__What this task involves__: Pull out every line of the data below that contains the word "hand". Upper and lower case must match.
··· Recorded data
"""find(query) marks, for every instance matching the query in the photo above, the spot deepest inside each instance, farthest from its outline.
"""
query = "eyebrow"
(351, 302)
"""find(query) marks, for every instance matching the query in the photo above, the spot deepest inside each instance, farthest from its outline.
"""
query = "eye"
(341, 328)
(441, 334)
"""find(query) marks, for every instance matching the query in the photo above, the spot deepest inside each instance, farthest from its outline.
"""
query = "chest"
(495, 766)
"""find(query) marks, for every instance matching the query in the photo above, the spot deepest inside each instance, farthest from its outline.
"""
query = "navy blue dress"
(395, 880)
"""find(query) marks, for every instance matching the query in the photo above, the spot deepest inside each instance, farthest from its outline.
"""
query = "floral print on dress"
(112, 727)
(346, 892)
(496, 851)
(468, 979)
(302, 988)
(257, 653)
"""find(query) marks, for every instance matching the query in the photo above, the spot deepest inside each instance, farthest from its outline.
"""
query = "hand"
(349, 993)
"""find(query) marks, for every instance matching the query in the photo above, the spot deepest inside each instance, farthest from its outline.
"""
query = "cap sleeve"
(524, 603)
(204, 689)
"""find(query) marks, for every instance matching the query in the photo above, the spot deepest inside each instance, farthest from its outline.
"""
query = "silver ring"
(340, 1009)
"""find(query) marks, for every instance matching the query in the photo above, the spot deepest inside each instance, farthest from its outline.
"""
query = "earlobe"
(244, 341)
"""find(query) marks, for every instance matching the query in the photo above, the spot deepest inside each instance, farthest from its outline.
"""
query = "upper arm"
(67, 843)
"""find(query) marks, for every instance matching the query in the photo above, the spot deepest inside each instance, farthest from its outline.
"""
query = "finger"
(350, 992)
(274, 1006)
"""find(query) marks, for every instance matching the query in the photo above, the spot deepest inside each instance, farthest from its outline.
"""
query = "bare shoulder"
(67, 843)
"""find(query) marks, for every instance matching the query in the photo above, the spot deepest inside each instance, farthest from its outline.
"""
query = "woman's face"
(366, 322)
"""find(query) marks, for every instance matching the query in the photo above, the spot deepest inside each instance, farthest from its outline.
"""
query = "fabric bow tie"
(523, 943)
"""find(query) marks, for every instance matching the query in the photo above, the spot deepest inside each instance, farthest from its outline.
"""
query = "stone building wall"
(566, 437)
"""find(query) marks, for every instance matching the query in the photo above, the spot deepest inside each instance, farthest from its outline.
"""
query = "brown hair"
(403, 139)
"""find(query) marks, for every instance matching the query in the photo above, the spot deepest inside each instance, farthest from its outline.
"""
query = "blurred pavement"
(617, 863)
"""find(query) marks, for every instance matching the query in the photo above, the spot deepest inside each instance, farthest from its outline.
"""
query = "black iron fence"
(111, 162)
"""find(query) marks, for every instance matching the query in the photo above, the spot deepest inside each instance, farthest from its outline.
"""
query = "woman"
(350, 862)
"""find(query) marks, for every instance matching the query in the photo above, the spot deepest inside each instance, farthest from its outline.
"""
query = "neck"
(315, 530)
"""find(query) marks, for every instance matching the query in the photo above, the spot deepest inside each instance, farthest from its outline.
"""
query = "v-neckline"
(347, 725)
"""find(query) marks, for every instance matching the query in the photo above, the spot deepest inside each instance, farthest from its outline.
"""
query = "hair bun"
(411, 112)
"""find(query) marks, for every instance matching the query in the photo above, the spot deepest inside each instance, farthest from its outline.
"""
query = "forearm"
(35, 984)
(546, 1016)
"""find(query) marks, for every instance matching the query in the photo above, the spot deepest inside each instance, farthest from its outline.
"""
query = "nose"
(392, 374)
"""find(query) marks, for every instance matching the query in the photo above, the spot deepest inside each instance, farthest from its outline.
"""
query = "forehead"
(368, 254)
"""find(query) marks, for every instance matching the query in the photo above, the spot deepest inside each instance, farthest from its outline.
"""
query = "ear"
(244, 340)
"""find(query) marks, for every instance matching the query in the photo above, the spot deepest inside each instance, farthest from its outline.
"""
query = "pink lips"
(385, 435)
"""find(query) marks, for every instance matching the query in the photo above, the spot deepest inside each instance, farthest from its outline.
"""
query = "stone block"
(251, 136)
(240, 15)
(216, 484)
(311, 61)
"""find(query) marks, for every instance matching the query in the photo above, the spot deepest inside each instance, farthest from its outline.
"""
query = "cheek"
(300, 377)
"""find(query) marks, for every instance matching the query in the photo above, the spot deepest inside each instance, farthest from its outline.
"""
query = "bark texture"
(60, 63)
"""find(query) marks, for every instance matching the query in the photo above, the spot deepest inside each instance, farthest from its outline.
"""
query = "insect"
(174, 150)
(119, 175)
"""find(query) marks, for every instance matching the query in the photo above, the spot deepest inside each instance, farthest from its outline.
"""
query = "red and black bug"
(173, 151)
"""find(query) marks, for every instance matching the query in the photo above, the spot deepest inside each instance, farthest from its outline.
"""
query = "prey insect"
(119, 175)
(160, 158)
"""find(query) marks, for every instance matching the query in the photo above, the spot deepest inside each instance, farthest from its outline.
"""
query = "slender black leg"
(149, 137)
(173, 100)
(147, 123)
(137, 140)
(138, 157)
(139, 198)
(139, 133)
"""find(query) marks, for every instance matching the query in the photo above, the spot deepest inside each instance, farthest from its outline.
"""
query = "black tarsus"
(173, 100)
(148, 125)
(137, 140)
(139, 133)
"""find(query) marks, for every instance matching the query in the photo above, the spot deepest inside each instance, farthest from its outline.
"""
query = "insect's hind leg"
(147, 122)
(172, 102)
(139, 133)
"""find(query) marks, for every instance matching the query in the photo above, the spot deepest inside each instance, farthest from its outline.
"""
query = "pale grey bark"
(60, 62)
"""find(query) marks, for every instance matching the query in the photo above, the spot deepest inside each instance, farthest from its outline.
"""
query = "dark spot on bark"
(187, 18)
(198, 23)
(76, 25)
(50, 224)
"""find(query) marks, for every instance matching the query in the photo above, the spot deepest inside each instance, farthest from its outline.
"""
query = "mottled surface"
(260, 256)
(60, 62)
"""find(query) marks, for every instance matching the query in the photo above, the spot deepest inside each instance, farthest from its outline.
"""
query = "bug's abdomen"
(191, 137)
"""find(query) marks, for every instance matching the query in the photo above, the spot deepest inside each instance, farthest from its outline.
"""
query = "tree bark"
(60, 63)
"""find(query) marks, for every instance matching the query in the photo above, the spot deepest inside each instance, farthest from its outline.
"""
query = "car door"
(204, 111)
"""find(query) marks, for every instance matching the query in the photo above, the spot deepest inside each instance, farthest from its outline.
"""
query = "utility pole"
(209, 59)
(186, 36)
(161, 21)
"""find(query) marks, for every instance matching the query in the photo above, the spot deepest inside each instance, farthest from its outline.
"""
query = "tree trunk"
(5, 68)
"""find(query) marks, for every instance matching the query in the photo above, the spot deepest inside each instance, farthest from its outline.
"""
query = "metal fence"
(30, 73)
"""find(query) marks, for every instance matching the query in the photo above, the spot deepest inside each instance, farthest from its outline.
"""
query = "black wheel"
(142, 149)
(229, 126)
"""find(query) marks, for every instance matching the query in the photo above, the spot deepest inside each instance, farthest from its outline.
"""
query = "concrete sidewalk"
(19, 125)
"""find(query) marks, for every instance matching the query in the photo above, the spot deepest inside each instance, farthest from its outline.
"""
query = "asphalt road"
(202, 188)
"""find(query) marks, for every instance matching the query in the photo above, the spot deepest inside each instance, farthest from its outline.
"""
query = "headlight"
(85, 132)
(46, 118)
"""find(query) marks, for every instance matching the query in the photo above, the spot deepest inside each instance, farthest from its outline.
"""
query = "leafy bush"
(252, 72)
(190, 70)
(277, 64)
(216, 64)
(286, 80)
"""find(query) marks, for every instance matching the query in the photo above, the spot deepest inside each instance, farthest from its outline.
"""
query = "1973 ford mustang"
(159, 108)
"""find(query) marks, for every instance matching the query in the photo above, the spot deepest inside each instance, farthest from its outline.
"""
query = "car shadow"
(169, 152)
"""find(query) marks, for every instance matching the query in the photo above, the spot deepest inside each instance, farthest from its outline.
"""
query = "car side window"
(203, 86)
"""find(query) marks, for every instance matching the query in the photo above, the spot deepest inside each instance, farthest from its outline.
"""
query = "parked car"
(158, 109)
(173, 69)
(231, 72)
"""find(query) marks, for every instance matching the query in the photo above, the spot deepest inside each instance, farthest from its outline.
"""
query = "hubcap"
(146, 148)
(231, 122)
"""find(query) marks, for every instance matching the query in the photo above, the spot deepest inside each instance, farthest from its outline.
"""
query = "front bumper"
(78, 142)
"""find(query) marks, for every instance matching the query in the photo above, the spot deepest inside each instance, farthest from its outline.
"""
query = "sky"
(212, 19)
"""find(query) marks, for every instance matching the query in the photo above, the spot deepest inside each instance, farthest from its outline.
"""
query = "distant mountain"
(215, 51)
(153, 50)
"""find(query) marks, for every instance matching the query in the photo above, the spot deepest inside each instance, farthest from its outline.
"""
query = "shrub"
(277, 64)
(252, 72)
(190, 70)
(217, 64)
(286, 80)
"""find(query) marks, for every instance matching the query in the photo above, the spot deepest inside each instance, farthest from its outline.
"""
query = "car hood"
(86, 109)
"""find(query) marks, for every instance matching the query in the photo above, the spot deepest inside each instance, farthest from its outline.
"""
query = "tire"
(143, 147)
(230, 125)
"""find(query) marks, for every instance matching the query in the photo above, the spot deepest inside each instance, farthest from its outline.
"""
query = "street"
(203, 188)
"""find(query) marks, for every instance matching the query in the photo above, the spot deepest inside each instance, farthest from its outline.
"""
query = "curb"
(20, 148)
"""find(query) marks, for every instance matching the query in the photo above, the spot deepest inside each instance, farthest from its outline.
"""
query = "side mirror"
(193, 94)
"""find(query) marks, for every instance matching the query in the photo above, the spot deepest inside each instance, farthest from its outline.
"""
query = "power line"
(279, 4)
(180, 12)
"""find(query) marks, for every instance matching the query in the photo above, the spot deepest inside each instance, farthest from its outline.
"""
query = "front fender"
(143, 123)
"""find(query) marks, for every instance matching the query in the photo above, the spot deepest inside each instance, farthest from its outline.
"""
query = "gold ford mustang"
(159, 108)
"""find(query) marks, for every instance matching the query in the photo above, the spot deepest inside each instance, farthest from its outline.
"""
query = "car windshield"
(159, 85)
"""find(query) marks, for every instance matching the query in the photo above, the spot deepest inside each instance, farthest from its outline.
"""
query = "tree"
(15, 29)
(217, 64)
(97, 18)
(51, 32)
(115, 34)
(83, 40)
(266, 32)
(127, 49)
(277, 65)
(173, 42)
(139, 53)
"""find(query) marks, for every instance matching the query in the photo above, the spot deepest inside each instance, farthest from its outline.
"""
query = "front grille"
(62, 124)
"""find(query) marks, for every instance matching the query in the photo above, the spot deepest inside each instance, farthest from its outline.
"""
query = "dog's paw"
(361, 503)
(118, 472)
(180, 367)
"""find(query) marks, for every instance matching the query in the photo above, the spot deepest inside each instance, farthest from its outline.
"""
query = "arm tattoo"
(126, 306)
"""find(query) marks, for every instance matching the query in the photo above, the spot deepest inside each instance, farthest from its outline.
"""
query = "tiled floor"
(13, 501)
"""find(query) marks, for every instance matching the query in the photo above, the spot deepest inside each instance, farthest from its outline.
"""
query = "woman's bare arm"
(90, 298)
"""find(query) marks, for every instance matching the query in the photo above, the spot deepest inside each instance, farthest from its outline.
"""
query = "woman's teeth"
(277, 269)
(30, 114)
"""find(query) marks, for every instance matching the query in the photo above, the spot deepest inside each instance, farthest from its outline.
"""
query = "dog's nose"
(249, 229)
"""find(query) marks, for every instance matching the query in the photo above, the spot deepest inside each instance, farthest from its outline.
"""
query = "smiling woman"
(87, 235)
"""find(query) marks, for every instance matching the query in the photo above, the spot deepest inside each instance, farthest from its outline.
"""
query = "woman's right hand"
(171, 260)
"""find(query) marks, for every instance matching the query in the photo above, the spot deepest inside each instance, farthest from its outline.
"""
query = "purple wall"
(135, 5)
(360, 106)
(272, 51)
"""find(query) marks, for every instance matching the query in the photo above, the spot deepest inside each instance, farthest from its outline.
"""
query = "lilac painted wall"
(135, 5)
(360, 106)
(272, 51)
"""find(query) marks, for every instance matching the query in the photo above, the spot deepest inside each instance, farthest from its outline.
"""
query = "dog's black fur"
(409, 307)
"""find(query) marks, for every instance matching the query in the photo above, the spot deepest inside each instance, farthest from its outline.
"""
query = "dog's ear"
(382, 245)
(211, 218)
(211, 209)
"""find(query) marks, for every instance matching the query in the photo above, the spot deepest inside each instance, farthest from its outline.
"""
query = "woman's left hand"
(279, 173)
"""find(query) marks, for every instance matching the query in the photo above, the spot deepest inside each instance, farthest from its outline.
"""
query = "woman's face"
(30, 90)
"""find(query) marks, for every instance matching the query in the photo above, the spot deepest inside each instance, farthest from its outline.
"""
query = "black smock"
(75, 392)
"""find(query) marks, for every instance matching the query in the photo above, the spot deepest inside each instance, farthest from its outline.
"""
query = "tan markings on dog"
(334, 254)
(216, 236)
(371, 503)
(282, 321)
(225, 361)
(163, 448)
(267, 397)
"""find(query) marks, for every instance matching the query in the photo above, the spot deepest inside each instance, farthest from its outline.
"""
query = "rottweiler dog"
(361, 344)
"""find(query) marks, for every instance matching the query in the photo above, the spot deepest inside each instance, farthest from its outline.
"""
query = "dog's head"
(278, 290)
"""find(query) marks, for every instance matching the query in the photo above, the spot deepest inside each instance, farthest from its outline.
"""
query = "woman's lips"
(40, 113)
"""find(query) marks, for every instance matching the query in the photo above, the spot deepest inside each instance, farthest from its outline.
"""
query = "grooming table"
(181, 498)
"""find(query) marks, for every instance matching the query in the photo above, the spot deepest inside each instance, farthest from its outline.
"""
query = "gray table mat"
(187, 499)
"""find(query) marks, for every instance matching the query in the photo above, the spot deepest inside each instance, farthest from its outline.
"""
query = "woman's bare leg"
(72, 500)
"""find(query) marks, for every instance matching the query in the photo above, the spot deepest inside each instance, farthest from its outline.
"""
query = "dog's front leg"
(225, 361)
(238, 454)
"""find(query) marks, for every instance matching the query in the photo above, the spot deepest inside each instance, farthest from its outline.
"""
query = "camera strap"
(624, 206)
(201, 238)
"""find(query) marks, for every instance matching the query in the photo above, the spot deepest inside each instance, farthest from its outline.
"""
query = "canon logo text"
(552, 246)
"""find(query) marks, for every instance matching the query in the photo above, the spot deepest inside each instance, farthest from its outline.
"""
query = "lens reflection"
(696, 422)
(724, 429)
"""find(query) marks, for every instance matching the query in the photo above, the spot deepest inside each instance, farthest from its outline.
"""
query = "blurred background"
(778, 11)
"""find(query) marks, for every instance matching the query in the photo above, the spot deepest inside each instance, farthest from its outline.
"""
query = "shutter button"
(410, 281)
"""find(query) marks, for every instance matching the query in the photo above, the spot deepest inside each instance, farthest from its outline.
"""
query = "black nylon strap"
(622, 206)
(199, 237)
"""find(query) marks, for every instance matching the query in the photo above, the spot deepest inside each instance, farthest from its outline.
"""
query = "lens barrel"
······
__Exercise response__:
query = "hand"
query = "woman's right hand"
query = "woman's left hand"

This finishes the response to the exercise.